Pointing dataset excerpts

++++++++++

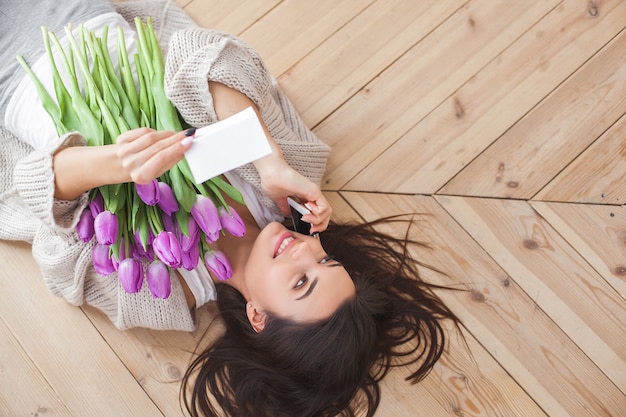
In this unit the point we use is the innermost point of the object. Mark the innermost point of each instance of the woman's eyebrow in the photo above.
(309, 291)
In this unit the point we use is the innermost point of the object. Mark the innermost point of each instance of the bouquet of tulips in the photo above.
(170, 221)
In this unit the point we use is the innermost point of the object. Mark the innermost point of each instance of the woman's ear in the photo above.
(257, 318)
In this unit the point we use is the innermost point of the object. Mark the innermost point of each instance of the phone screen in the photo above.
(297, 211)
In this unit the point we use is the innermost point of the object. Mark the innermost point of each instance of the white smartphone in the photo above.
(297, 211)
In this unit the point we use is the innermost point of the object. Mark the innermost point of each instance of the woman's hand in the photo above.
(145, 154)
(139, 155)
(279, 181)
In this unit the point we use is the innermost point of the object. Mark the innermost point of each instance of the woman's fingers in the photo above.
(146, 154)
(321, 212)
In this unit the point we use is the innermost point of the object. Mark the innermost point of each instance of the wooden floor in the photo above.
(501, 122)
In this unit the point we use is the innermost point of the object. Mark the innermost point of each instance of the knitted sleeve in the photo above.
(65, 260)
(197, 56)
(29, 212)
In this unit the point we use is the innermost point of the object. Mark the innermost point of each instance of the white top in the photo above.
(26, 117)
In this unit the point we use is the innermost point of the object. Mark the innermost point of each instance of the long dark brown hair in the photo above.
(332, 367)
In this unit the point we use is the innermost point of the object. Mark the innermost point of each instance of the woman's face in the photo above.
(289, 275)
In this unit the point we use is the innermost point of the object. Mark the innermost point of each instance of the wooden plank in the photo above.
(536, 149)
(462, 381)
(233, 16)
(557, 278)
(598, 233)
(23, 389)
(500, 314)
(597, 176)
(63, 343)
(293, 28)
(406, 92)
(358, 52)
(473, 117)
(158, 359)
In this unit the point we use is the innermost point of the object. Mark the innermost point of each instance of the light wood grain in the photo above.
(233, 16)
(354, 55)
(303, 26)
(467, 380)
(23, 389)
(597, 176)
(483, 109)
(557, 278)
(408, 94)
(537, 148)
(598, 233)
(59, 339)
(499, 313)
(409, 90)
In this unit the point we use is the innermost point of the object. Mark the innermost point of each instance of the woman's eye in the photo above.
(301, 282)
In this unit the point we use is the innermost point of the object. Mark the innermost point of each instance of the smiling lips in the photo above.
(285, 241)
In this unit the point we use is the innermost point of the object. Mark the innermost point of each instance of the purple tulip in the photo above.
(206, 216)
(158, 277)
(101, 260)
(84, 228)
(167, 248)
(187, 242)
(121, 255)
(149, 193)
(232, 222)
(191, 257)
(141, 250)
(130, 274)
(168, 202)
(96, 205)
(168, 222)
(106, 226)
(217, 263)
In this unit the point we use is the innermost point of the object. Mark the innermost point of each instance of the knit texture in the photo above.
(197, 56)
(29, 212)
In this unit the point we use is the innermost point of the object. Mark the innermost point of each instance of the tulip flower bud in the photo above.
(158, 278)
(106, 227)
(232, 222)
(167, 248)
(191, 257)
(101, 260)
(168, 202)
(148, 193)
(205, 214)
(130, 274)
(141, 250)
(96, 205)
(84, 227)
(168, 222)
(187, 242)
(217, 263)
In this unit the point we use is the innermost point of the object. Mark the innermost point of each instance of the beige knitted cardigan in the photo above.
(29, 212)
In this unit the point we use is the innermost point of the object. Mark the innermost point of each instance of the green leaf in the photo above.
(227, 188)
(184, 193)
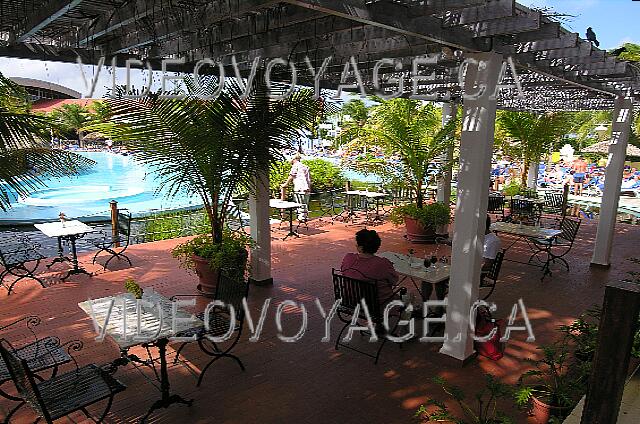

++++++++++

Output the stretch from the line containing "leaf in the photo above." through the end of the rows as a numbered list, skipping blank lines. Leave the pictures out of the answer.

1. In this unit the point we use is the innermost point of the object. Mark the innermost point of each instance of the green leaf in the photo above.
2. (227, 188)
3. (184, 193)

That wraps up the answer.